### Data provided
......
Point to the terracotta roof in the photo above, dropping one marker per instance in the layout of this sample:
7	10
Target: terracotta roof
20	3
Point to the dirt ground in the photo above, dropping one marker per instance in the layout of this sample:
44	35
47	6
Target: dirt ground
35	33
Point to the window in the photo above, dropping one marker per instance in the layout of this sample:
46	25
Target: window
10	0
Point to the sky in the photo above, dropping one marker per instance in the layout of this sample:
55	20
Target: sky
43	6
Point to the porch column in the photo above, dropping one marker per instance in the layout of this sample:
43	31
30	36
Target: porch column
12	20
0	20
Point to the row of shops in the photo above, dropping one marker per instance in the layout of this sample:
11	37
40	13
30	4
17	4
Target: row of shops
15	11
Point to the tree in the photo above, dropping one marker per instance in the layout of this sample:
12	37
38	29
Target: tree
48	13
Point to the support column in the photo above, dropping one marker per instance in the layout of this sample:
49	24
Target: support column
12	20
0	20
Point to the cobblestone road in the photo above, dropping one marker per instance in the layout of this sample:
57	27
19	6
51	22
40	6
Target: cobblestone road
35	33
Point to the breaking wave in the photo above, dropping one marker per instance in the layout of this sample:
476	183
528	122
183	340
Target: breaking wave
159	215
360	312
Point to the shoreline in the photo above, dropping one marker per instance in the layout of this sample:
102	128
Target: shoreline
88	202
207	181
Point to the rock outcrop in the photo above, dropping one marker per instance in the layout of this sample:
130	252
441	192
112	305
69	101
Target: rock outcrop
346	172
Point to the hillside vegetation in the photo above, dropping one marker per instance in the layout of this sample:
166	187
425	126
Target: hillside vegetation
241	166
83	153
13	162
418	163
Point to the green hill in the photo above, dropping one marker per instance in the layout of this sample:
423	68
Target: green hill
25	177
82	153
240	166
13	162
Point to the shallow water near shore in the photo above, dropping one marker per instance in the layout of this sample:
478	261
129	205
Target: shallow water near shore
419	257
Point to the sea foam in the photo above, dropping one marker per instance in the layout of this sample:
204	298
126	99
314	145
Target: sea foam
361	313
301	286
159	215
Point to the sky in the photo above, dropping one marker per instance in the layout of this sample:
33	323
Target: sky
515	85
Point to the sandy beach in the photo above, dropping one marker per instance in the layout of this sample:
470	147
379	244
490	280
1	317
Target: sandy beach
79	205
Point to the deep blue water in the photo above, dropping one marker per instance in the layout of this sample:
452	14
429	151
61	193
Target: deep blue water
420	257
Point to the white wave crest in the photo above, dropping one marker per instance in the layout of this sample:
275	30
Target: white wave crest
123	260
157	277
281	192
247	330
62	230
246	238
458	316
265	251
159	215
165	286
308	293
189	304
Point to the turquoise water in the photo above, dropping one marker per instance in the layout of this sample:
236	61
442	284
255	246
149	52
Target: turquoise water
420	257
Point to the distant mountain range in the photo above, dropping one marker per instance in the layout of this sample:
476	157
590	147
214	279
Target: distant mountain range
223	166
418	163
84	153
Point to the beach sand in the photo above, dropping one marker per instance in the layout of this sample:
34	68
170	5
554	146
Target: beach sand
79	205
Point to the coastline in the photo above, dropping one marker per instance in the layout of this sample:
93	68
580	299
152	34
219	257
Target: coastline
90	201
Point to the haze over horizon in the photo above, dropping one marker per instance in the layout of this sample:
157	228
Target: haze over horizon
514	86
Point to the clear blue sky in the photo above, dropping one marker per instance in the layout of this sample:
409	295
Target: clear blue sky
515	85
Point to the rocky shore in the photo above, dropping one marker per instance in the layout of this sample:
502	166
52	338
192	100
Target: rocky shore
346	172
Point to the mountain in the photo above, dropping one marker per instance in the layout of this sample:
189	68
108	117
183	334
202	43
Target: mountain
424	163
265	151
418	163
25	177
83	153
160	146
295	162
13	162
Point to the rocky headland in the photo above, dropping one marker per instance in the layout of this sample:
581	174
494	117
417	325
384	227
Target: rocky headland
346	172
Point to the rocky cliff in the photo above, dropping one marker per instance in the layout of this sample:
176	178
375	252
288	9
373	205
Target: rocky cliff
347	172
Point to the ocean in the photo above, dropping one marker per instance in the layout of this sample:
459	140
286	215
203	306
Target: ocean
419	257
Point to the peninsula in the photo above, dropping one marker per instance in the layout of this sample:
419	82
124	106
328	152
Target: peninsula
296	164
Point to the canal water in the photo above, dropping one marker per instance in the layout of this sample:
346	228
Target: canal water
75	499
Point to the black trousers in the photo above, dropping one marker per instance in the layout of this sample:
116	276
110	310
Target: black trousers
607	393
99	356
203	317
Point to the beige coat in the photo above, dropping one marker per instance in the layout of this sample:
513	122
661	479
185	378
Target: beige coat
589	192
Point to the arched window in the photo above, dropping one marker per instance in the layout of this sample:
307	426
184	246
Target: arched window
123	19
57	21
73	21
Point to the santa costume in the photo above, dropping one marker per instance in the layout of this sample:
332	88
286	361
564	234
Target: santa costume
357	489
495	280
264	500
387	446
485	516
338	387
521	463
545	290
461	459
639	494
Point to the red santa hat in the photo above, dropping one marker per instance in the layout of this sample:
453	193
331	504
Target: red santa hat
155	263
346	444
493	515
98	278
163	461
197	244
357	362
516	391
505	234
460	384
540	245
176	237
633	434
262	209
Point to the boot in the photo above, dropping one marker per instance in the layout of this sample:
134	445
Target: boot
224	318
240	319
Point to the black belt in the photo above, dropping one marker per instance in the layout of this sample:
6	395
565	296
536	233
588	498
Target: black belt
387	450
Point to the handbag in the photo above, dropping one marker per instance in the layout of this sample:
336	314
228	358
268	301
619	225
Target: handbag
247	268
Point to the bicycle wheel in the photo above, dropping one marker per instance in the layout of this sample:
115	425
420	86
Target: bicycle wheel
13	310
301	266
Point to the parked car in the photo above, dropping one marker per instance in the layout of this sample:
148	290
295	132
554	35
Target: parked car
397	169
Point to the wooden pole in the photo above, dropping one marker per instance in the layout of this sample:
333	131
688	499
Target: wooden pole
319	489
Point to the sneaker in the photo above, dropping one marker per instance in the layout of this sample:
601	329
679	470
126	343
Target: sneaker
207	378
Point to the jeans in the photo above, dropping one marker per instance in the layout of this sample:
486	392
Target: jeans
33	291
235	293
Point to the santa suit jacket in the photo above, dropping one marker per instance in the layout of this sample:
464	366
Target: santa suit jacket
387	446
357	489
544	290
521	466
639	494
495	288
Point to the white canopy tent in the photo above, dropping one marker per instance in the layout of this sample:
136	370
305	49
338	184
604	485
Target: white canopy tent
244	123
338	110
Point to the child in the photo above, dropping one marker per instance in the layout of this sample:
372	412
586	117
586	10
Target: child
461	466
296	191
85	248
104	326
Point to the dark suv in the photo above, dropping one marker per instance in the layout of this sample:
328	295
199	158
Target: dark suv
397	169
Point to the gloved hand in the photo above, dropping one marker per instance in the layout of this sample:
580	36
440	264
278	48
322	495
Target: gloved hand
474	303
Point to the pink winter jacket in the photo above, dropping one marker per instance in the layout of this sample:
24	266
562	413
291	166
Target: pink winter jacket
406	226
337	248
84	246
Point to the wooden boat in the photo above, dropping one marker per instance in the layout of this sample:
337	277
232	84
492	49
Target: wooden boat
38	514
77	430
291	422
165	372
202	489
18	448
......
### Problem
Extract every entry above as it appears.

### Response to this exercise
Point to the terracotta roof in the photo above, dropping one marker per instance in the layout of this sample:
7	10
Target: terracotta roof
20	3
Point to the dirt ground in the photo above, dropping one marker per instance in the layout of this sample:
44	35
47	6
Target: dirt ground
35	33
Point to the window in the photo above, dropping one marker per instance in the layout of this sample:
46	25
Target: window
10	0
Point to the sky in the photo above, dropping one marker per instance in the layout of this sample:
55	20
Target: sky
43	6
Point to the porch column in the photo above, dropping one marker per instance in the layout of this sample:
43	31
30	36
Target: porch column
12	20
0	20
Point to the row of shops in the photo above, dropping one marker per instance in the layout of this sample:
11	37
40	13
30	4
17	4
Target: row of shops
15	11
Point to the tree in the photo above, dropping one marker per instance in the layout of this sample:
12	37
38	29
Target: tree
48	13
Point to the support column in the photo above, dropping one marker per instance in the layout of this sample:
49	24
Target: support column
12	20
0	20
Point to the cobblestone road in the photo above, dropping one marker per instance in the layout of this sample:
57	27
19	6
51	22
40	6
Target: cobblestone road
35	33
Point to the breaking wave in the photo above, dropping one marker per instance in the layout of this sample:
476	183
528	122
183	340
Target: breaking wave
159	215
360	312
Point to the shoreline in the photo above, dropping one marker per instance in the layout of this sample:
102	128
Target: shoreline
88	202
207	181
Point to the rock outcrop in the photo above, dropping one marker per instance in the layout of this sample:
130	252
441	192
112	305
69	101
Target: rock outcrop
346	172
Point to the hillside vegetation in the photo above, dropping one marker per instance in the layout of this sample:
166	187
425	126
Target: hillside vegetation
241	166
83	153
13	162
418	163
Point to the green hill in the photo above, dropping one marker per instance in the layout of this sample:
423	68
Target: green hill
25	177
82	153
240	166
13	162
Point to the shallow water near shore in the photo above, dropping one marker per instance in the layout of this sample:
478	261
129	205
Target: shallow water near shore
419	257
Point to the sea foam in the photo above, dropping one marker per instance in the layout of this sample:
204	298
126	99
314	145
Target: sea foam
361	313
301	286
159	215
Point to the sky in the photo above, dropping one marker per instance in the layout of this sample:
33	323
Target: sky
515	85
Point to the sandy beach in the photo above, dropping one marker per instance in the layout of this sample:
470	147
379	244
490	280
1	317
Target: sandy beach
79	205
Point to the deep blue water in the photo above, dropping one marker per instance in the layout of this sample:
452	14
429	151
61	193
Target: deep blue water
420	257
Point to the white wave crest in the photo above, dropping one marker per instance in the layout of this sample:
275	30
Target: white wave crest
123	260
157	277
281	192
247	330
62	230
246	238
458	316
265	251
159	215
165	286
308	293
189	304
Point to the turquoise water in the photo above, dropping one marker per instance in the layout of this sample:
236	61
442	284
255	246
149	52
Target: turquoise water
420	257
Point to the distant mountain range in the photo above, dropping one marker per instance in the layout of this sample:
476	157
590	147
214	279
Target: distant mountain range
223	166
418	163
84	153
Point to the beach sand in the photo above, dropping one marker per instance in the layout of this sample:
34	68
170	5
554	146
Target: beach sand
79	205
Point to the coastline in the photo above, dropping one marker per instance in the layout of this sample:
93	68
580	299
152	34
219	257
Target: coastline
90	201
Point to the haze over horizon in the photo above, dropping one marker per instance in the layout of this sample:
157	228
Target: haze over horizon
514	86
Point to the clear blue sky in the photo above, dropping one marker per instance in the layout of this sample:
409	295
Target: clear blue sky
515	85
Point to the rocky shore in the photo above, dropping one marker per instance in the layout of this sample:
502	166
52	338
192	100
Target: rocky shore
346	172
Point to the mountain in the photo above, dropping one marker per instance in the layout of this sample:
189	68
108	117
183	334
202	43
Target: mountain
424	163
265	151
418	163
25	177
83	153
160	146
295	162
13	162
Point to the rocky headland in the photo above, dropping one marker per instance in the layout of this sample:
581	174
494	117
417	325
384	227
Target: rocky headland
346	172
Point to the rocky cliff in the photo above, dropping one marker per instance in the layout of this sample:
176	178
375	252
288	9
373	205
Target: rocky cliff
347	172
Point to the ocean in the photo above, dropping one marker per instance in the layout of this sample:
459	140
286	215
203	306
Target: ocean
419	257
Point to the peninsula in the photo above, dropping one marker per instance in the layout of this sample:
419	82
124	106
328	152
Target: peninsula
296	164
Point to the canal water in the photo above, dropping one marker per instance in the layout of this sample:
346	228
Target: canal water
75	499
Point to the black trousers in the photo above, dropping one marker per instance in the layout of this sample:
116	276
110	310
Target: black trousers
607	393
99	356
203	317
Point to the beige coat in the photo above, dropping one marker per instance in the layout of this sample:
513	122
661	479
185	378
Target: beige coat
589	192
Point to the arched window in the photo above, dropping one marker per instance in the layout of this sample:
307	426
184	246
Target: arched window
123	19
57	21
73	21
Point to the santa costume in the photo above, dropping one marker per instance in the layout of this sample:
332	88
286	361
564	234
Target: santa costume
357	489
495	280
264	500
387	446
485	516
338	387
521	463
545	290
461	459
639	494
Point to the red santa hat in the photo above, dropping one marker per instance in the layout of this sample:
453	193
331	504
Target: red santa hat
155	263
346	444
493	515
98	278
163	461
197	244
357	362
516	391
505	234
460	384
540	245
176	237
633	434
262	209
Point to the boot in the photo above, dropping one marker per instance in the layout of this sample:
134	445
Target: boot
224	318
240	319
Point to the black belt in the photo above, dropping one marker per instance in the layout of this sample:
6	395
565	296
536	233
588	498
Target: black belt
387	450
Point to the handbag in the photo above, dropping one marker per instance in the layout of this sample:
336	314
228	358
268	301
619	225
Target: handbag
247	268
Point to the bicycle wheel in the photo above, dropping one marker per instance in the layout of this sample:
115	425
420	86
Target: bicycle wheel
13	310
301	266
Point to the parked car in the photo above, dropping one marker per instance in the layout of this sample:
148	290
295	132
554	35
Target: parked car
397	169
Point to the wooden pole in the photo above, dropping one marker per instance in the layout of this sample:
333	131
688	499
Target: wooden pole
319	489
Point to the sneaker in the photo above, dropping one marker per instance in the layout of this sample:
601	329
679	470
126	343
Target: sneaker
207	378
Point to the jeans in the photo above, dropping one marker per instance in the layout of this sample:
486	392
Target: jeans
33	291
235	293
Point to the santa suit jacket in the photo above, dropping one marker per instance in the layout of this sample:
464	366
Target: santa suit jacket
387	446
357	489
544	290
521	466
639	494
495	288
Point to the white canopy tent in the photo above, dropping one marker per instance in the layout of this sample:
136	370
305	49
338	184
604	485
Target: white canopy tent
244	123
338	110
Point to the child in the photo above, dropping one marker per instance in the layout of this sample:
372	412
586	117
586	10
Target: child
461	466
296	191
85	248
104	326
Point to the dark suv in the photo above, dropping one marker per instance in the layout of this sample:
328	295
199	158
Target: dark suv
397	169
Point to the gloved hand in the photo above, dropping one marker per instance in the layout of this sample:
580	36
440	264
278	48
322	495
Target: gloved hand
474	303
Point to the pink winter jacket in the photo above, dropping one marker per instance in the layout of this sample:
24	266
562	413
291	166
Target: pink winter jacket
406	226
337	248
84	246
Point to the wooden boat in the photo above, dropping one marker per instance in the layout of this sample:
337	277
232	84
492	49
Target: wooden boat
38	514
77	430
291	422
165	372
202	489
18	448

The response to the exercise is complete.